Mo–Ni. Yao et al.149 investigated the effects of Mo addition to Ni/Al2O3 catalyst. They concluded that an addition of Mo engenders lowering of the activity because of the weak interaction between NiO species and Al2O3, the formation of MoNi4 phase by reduction of NiMoO4 species, and the low basicity of Mo-doped catalysts. In addition, Yao et al.150 prepared a yolk–shell structure (xNi@yMo-HSS, HSS; hollow silica structure). The Mo atoms form a SiMoOx shell rather than NiMo alloy. Also, SiMoOx species enhanced the electron cloud density of Ni and the acidity of the support, resulting in increased CH4 activation. However, the activity of NiMo@HSS was low because of the decrease in the electron cloud density of metal and increased metal particle sizes of NiMo alloy particle.

| RECORDS SHOWN |
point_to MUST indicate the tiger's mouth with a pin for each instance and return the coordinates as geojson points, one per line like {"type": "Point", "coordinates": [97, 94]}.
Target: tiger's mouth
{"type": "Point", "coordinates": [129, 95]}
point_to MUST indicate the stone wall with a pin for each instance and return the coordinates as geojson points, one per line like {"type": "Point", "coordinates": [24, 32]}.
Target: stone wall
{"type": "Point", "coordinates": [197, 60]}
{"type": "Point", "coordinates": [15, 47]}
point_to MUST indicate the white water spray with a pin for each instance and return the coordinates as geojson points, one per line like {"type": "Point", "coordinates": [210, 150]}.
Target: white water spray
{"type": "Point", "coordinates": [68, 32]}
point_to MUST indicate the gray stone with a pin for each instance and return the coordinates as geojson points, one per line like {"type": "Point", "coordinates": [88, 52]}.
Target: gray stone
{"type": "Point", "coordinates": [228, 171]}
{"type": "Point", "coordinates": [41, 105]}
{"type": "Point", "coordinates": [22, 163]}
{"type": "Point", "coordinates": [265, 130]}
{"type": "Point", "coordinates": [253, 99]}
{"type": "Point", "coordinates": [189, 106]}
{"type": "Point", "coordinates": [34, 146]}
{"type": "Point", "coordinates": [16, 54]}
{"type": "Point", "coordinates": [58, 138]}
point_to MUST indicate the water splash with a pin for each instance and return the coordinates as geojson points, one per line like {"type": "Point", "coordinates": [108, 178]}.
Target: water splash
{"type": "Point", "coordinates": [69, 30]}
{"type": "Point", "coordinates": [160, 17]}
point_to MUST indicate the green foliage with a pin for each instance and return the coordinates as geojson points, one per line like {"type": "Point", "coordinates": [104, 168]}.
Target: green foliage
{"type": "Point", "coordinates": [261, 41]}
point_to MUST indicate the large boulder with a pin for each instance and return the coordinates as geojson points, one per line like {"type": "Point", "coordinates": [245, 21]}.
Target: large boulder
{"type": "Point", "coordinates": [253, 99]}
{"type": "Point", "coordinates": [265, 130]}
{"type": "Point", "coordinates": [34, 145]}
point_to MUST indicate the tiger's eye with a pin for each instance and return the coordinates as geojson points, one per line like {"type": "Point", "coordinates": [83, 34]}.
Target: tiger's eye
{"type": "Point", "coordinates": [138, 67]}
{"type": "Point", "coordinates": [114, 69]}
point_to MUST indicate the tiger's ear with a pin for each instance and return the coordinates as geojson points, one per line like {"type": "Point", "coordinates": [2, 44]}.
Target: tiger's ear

| THE TASKS |
[1] Based on the excerpt on Mo–Ni catalysts, decide whether each statement agrees with it. For each, answer yes or no and quote the words that decide it.
(a) Adding Mo to the Ni/Al2O3 catalyst lowered its activity.
(b) In the yolk–shell structure, the Mo atoms form a NiMo alloy.
(c) SiMoOx species increased the acidity of the support.
[2] In the excerpt on Mo–Ni catalysts, what does the abbreviation HSS stand for?
[3] Reproduce the passage from the excerpt on Mo–Ni catalysts that begins at the words "Mo–Ni. Yao et" and stops after "NiMo alloy particle.", with no changes.

| SOLUTIONS TO THE EXERCISE |
[1]
(a) Yes: "an addition of Mo engenders lowering of the activity"
(b) No: "The Mo atoms form a SiMoOx shell rather than NiMo alloy."
(c) Yes: "SiMoOx species enhanced the electron cloud density of Ni and the acidity of the support"

[2] Hollow silica structure.

[3]
Mo–Ni. Yao et al.149 investigated the effects of Mo addition to Ni/Al2O3 catalyst. They concluded that an addition of Mo engenders lowering of the activity because of the weak interaction between NiO species and Al2O3, the formation of MoNi4 phase by reduction of NiMoO4 species, and the low basicity of Mo-doped catalysts. In addition, Yao et al.150 prepared a yolk–shell structure (xNi@yMo-HSS, HSS; hollow silica structure). The Mo atoms form a SiMoOx shell rather than NiMo alloy. Also, SiMoOx species enhanced the electron cloud density of Ni and the acidity of the support, resulting in increased CH4 activation. However, the activity of NiMo@HSS was low because of the decrease in the electron cloud density of metal and increased metal particle sizes of NiMo alloy particle.